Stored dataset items
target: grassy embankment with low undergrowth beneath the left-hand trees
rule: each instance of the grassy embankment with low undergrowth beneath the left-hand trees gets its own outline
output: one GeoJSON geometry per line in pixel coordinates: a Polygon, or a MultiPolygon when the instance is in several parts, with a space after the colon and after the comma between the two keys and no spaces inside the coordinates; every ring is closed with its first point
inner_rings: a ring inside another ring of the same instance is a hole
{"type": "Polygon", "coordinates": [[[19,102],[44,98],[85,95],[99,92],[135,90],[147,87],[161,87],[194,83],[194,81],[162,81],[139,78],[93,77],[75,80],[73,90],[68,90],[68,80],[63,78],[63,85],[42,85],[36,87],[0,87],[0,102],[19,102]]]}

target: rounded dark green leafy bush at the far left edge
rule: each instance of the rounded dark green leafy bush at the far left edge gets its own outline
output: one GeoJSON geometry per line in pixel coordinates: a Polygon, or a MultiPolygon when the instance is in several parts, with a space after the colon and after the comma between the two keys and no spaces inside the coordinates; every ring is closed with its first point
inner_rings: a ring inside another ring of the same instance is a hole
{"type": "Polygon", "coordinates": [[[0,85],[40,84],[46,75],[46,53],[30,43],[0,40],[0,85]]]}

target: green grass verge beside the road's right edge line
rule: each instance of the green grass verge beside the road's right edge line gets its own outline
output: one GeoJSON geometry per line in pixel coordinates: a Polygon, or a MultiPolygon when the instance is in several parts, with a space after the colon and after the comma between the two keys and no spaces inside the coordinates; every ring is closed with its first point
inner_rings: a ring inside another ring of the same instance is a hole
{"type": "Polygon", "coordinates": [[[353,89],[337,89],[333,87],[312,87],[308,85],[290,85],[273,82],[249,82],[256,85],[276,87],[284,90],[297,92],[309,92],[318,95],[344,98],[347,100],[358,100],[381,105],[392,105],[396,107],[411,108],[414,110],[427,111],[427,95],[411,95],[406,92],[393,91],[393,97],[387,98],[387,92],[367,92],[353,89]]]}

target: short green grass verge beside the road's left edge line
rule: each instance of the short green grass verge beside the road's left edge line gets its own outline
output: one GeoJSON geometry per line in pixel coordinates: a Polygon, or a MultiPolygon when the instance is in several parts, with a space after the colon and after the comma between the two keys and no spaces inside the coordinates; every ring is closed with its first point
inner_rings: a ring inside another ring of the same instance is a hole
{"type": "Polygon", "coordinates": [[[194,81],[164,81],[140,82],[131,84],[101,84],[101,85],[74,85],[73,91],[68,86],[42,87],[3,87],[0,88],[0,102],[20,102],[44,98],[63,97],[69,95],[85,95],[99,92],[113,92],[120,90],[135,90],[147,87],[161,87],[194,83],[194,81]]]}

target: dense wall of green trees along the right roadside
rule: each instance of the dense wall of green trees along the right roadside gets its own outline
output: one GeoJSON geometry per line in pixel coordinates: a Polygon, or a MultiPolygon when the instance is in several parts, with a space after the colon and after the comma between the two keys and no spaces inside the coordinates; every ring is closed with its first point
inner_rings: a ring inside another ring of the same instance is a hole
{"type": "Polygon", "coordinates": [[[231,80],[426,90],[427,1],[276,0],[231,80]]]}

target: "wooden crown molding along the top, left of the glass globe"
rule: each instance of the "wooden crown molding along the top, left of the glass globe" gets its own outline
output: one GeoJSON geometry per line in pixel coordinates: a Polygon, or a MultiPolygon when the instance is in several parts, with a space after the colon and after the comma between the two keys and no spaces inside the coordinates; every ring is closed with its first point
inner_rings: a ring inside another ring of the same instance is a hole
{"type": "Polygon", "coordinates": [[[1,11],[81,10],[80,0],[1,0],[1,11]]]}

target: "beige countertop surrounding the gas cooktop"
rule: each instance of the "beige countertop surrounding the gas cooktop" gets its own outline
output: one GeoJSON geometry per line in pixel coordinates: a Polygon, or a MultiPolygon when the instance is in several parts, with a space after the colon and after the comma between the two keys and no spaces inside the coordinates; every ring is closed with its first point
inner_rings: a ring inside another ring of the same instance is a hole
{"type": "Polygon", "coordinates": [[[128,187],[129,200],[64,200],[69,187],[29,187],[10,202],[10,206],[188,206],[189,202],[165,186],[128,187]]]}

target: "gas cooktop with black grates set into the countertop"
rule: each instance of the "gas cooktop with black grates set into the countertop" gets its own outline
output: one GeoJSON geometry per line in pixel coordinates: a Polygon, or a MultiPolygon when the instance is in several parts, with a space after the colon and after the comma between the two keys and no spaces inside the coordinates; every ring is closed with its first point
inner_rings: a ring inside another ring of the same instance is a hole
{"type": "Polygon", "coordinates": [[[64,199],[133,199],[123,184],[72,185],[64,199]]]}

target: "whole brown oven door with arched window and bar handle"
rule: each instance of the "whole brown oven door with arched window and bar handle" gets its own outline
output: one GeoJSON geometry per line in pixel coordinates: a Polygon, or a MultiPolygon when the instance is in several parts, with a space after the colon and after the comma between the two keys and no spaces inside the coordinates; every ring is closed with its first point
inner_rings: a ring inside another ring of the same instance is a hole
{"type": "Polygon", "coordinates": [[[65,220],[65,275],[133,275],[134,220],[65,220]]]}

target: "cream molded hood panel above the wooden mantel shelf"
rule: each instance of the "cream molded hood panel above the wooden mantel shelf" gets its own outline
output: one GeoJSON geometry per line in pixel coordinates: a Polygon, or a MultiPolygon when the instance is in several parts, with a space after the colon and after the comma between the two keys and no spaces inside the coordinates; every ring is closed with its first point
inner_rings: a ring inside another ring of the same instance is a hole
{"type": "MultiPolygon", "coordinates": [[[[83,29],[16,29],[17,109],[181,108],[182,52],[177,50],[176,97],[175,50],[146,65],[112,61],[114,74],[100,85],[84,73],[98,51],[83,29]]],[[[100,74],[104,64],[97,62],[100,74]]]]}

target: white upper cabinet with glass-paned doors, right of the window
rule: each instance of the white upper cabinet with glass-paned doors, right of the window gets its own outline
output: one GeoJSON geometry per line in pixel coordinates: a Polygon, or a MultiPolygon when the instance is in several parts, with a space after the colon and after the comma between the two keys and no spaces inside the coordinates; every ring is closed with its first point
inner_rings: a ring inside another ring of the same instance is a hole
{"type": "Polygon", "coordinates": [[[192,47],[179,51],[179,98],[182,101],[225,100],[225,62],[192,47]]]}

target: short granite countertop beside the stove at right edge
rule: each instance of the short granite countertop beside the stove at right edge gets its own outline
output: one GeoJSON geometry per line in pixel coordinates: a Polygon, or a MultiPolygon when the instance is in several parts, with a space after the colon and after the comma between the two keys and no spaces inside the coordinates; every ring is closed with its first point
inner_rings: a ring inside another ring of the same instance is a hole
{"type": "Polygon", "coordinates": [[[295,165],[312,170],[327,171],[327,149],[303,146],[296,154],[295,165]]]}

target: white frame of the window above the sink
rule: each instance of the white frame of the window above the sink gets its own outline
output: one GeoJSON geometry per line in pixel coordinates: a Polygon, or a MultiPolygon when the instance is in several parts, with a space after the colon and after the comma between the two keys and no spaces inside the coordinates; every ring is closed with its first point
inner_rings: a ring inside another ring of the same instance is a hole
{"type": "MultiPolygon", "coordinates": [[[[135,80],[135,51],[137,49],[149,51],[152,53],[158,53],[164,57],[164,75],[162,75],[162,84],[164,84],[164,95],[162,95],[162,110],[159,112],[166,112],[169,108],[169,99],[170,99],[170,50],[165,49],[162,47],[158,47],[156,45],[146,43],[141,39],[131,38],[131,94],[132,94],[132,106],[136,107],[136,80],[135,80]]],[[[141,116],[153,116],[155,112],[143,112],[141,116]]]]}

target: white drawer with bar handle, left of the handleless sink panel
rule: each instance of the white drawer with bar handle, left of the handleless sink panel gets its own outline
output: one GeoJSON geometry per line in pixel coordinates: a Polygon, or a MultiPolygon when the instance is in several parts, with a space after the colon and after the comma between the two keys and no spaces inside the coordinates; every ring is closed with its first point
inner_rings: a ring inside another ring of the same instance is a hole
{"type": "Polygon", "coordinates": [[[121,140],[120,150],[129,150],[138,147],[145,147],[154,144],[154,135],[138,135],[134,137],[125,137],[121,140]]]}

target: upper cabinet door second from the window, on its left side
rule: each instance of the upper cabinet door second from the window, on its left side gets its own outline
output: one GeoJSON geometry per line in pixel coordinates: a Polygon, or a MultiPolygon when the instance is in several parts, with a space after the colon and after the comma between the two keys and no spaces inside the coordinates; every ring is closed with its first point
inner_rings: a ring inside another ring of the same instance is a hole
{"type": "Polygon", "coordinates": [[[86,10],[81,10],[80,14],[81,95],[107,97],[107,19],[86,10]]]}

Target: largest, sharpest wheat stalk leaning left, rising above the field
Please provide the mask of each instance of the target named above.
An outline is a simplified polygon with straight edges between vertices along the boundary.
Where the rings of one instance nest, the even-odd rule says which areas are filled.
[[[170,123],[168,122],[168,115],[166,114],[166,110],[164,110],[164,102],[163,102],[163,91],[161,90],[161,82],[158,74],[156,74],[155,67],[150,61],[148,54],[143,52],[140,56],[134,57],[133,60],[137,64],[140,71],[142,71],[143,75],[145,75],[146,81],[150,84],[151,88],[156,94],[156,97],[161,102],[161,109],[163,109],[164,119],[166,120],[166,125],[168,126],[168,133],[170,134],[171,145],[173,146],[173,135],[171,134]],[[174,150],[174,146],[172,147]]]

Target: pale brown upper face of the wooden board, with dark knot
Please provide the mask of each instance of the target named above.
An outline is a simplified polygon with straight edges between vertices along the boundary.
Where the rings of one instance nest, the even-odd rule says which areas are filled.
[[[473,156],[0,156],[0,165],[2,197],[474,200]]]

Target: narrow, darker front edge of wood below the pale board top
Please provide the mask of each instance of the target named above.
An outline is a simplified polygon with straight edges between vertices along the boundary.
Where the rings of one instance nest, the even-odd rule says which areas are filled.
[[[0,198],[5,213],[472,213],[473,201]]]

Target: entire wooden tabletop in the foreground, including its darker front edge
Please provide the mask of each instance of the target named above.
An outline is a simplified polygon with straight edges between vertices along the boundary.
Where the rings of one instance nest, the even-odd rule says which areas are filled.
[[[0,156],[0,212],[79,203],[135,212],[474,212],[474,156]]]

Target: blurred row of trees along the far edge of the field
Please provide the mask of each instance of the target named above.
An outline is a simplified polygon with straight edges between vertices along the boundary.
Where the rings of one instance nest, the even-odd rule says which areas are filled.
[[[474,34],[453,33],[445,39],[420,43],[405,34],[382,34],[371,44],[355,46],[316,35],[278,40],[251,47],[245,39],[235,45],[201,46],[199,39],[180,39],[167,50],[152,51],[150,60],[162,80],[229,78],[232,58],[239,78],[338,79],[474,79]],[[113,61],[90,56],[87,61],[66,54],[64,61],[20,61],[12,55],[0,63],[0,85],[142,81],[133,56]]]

**Work request**
From the start of the data to the line that holds "rule: each instance of the grassy", retype each line exactly, with both ends included.

**Exercise response**
target: grassy embankment with low undergrowth beneath the left-hand trees
rule: each instance of the grassy embankment with low undergrowth beneath the left-hand trees gets its own outline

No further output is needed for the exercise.